- EXERCISES:
a - In the picky-eating study report, rewrite the passage starting at "About 18 percent" and ending at "depression or anxiety.", substituting "mildly" for "moderately".
b - According to the picky-eating study report, why is it important for parents and medical staff to watch for a risk of underlying emotional issues?

- TEXT SECTION:
☆ ☆ ☆ ☆ ☆ ☆ ☆
WASHINGTON: Picky eating among children may not be just a passing phase but could flag potential concerns such as depression and anxiety, a study released Monday found.
According to the Duke Medicine report in the journal Pediatrics, more than 20 percent of children aged 2-6 are picky eaters.
About 18 percent of those were classified as moderately picky and another three percent as extremely so.
It was in these subsets—kids who are moderately or severely fussy about the foods they eat—that scientists found greater occurrence of mental health issues such as clinical depression or anxiety.
Since picky eating can also cause poor nutrition and family conflict, the report said, it appears important for parents and medical staff to keep an eye on a risk of underlying emotional issues.
“These are children whose eating has become so limited or selective that it’s starting to cause problems,” said lead author Nancy Zucker, director of the Duke Center for Eating Disorders.
☆ ☆ ☆ ☆ ☆ ☆ ☆
- EXTRACTED ENTRIES:
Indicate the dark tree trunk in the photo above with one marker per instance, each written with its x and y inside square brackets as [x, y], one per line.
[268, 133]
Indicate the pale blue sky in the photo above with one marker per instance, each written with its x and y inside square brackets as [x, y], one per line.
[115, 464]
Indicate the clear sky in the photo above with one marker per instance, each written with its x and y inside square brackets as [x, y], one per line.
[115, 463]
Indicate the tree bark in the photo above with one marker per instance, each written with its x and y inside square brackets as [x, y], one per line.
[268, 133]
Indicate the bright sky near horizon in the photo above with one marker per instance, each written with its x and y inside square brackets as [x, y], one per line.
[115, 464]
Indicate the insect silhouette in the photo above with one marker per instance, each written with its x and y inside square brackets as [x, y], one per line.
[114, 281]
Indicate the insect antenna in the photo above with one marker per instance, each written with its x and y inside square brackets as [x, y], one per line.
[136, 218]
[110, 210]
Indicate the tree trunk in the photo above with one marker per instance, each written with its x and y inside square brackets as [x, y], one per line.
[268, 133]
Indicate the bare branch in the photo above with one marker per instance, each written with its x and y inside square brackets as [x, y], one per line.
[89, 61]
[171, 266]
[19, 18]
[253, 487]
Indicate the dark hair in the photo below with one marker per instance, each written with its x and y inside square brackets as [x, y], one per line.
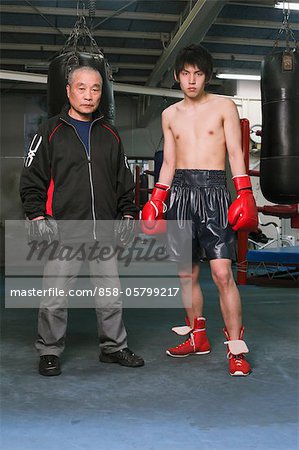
☆ ☆ ☆ ☆ ☆ ☆ ☆
- RESPONSES TO THE TASKS:
a -
About 18 percent of those were classified as mildly picky and another three percent as extremely so.
It was in these subsets—kids who are mildly or severely fussy about the foods they eat—that scientists found greater occurrence of mental health issues such as clinical depression or anxiety.

b - The report says this is important because picky eating can also cause poor nutrition and family conflict.